» EXERCISE SET
a) In the awards-show passage, how many scrolls of notes did the valet say the doctor had to drop off?
b) Carry the awards-show passage forward from its final sentence, keeping its voice and characters.

» SUPPLIED PASSAGE
§ §
Dr Marileangorifurnimaluim, lugging a large overstuffed backpack, used the wild applause as a cover to slip into the awards show a tad late. As she clapped for Aylwen, a scroll popped out of her bag, and rolled down the aisle. An amused Lush, looking innocent in a rather bug-eyed, forced sort of way (she must not have had enough to drink yet) obviously bit back a rude comment. The doctor scrambled to stop the damned thing, before it rolled into the orchestra pit.

Maril was irritable, fresh from an argument with the valet:
Quote:
"No, we can't get your car - or ponytrap - unless you are leaving... No, you can't walk to the parking lot... I see you have twenty-five scrolls of notes to drop off, but you are not allowed --"

Unfortunately the normally placid doctor rather lost her temper at this point.

"-- look lady, we have the Hobbiton Garden Club threatening violence over some 'Hobbit Sex Ed' article and there are rules -- procedures -- we have to follow even if you're Mithadan, or the King of Gondor."

The doctor gave up the argument at that point, as she was the one who wrote that, er, article.
Scroll tucked in her armpit, she scanned the audience for her date.
§ §
» RECORDS PROVIDED
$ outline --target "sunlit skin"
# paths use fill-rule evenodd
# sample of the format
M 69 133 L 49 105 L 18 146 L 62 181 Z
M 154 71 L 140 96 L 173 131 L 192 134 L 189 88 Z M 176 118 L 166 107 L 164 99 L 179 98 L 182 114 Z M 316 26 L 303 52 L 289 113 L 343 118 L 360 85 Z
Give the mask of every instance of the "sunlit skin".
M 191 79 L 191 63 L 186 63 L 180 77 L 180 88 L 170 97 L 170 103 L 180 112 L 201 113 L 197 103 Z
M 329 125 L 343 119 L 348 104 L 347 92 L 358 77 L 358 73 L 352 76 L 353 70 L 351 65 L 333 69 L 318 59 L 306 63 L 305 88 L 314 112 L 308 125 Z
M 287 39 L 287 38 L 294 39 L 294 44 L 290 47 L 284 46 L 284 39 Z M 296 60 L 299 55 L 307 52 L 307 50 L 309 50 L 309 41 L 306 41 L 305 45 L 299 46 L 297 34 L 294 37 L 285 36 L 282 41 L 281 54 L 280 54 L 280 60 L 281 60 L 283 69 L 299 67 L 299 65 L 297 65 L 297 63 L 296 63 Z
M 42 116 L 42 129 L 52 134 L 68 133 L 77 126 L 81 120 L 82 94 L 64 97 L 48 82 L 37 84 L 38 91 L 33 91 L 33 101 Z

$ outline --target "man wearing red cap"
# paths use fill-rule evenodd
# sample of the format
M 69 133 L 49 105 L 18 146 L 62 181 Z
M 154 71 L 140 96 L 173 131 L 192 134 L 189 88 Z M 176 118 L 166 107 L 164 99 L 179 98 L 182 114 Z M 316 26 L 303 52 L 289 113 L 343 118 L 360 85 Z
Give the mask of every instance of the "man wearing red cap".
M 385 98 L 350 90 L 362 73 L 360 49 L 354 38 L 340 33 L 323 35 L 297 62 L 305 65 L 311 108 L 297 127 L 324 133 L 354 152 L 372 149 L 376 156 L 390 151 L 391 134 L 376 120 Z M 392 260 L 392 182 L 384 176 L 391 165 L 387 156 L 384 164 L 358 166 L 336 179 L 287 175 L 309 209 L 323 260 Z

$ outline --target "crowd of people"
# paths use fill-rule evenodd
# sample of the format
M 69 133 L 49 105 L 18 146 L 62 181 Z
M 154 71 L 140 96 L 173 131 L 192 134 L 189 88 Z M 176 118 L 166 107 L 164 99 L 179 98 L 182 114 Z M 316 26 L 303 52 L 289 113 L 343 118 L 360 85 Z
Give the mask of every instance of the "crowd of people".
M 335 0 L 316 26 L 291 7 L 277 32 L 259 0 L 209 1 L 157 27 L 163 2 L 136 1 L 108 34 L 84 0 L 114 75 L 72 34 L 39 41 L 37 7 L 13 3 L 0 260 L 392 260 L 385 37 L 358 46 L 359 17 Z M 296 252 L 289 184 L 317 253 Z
§ §
» TASK-BY-TASK ANSWERS
a) Twenty-five.

b)
An arm waved over the audience. From the front row. Maril moaned... Trenton.

She nudged her way, bag and all, down a long of discomfited guests of the well-heeled variety.

"Excuse me, coming through, so sorry... coming through..." I'm going to kill him. Maril ground her teeth.

She finally reached the seat and whispered: "What do you think you're doing? We're supposed to be in hiding. Inconspicuous."

"Hide in plain sight, I always say," Trenton drawled. The attention-seeking hobbit had enjoyed her discomfort all night, what with her ridiculous shieldmaiden 'disguise.' "It's not as though anyone's going to train a spotlight on you, is it?"

"By the way," he whispered, his chin motioning towards the back rows. "Who's the cutie with the long hair?"

"That's Lush. But she's being innocent tonight so --"

"No, no, no, not her... the other one." Trenton raised his beer in a toast. Slightly befuddled, the man hesitantly returned the gesture.

Maril turned in her seat. Oh. Of course. "That's Squatter. Trenton. You promised to be on your best behaviour."

"This is my best behaviour."

"Well, if Lush can act innocent, so can you," Maril hissed.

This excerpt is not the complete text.